----- TEXT SECTION

In the model, a cyber-entity provides a service to users in exchange for energy. It pays energy to a Bio-net platform for using the resource (e.g., CPU and memory) that the platform manages. A utility function is associated with a Bio-net platform, and the platform determines the prices of resources based on the utility function. Similarly, a utility function is also associated with a cyber-entity, and a cyber-entity determines the amount of resources it consumes based on its utility function. A utility for a cyber-entity, and thus, the amount of resource that a cyber-entity consumes, depends on various system variables such as the amount of resource consumed by other cyber-entities within N hops from the cyber-entity, and the prices of resources and the number of users that are within N hops. Similarly, a utility of a Bio-net platform also depends on various system variables such as resource prices on other platforms and the amount of resources that cyber-entities consume.

A mathematical model is created based on the assumptions described in the above paragraph and is analyzed to obtain conditions for the model to be stable [netresearch.ics.uci.edu/bionet/publications/miyamoto.pdf]. A series of simulations demonstrated the accuracy of the analytical results [netresearch.ics.uci.edu/bionet/publications/miyamoto.pdf]

Recent Accomplishment: Application Design

The PI has started designing an application of automated ticket sales using Bio-Networking Architecture. In this application, a group of cyber-entities interact and dynamically create a relationship to provide a ticket sales service. As relationships are dynamically created, a web of cyber-entities emerge, and ticket sales service dynamically adjust to user preference.

Recent Accomplishment: Increasing Community Awareness

The PI has taken steps to gain support from the research community for the Bio-Networking Architecture. Since the proposed Bio-Networking Architecture is innovative and new, it is important that the research community recognizes the advantages of the proposed architecture. In order to gain support from the research community on the new Bio-Networking Architecture, the PI has taken the following steps.

As described in Research Accomplishment section, the PI has conducted feasibility study of the proposed Bio-Networking Architecture through simulation and design/implementation of an example application. Initial results show that the proposed architecture exhibits such key features as adaptability, survivability and availability. The proposed research will follow the following major phases described below.

Phase 1: Extensive Simulation and Analysis
Large-scale simulation of the Bio-Networking Architecture will be conducted. Various biological concepts and mechanisms will be simulated, and their benefits and overheads empirically evaluated. Major tasks in this phase include design and implementation of a simulation environment for the Bio-Networking Architecture, and empirical evaluation of the benefits and overheads of various biological mechanisms in the simulation environment.

Phase 2: Design, Implementation and Empirical Evaluation
Components of the Bio-Networking Architecture will be designed and implemented. The major tasks in this phase include design of both the Bio-Networking platform software and cyber-entities and development of prototype implementation of various components. Through the prototype deployment, the Bio-Networking Architecture will be empirically evaluated.

Phase 3: Wide Deployment of the Bio-Networking Architecture
When the prototype deployment successfully shows the advantages of the Bio-Networking Architecture, it will be widely deployed over the Internet. Major tasks in this phase include identifying academic and industrial partners, as well as gaining support from the standard community for the Bio-Networking Architecture.

As described earlier, the PI has taken steps to gain research community's support for the Bio-Networking Architecture. NTT has already joined the team to investigate the Bio-Networking Architecture and is dedicating significant resource to the Bio-Networking Architecture research. A few companies and universities have expressed interests in the investigation of the Bio-Networking Architecture. In addition, the OMG, a major standard making body, is adopting the Bio-Networking Architecture as one of its reference models. These activities will make the technology transition smooth.

----------
----- RECORDED INFORMATION

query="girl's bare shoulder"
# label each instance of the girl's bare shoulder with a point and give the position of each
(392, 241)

----------

**ASSIGNMENT**:
From the Bio-Networking Architecture text, copy out the passage starting at "The PI has started" and ending at "to user preference.".

**FINAL ANSWER**:
The PI has started designing an application of automated ticket sales using Bio-Networking Architecture. In this application, a group of cyber-entities interact and dynamically create a relationship to provide a ticket sales service. As relationships are dynamically created, a web of cyber-entities emerge, and ticket sales service dynamically adjust to user preference.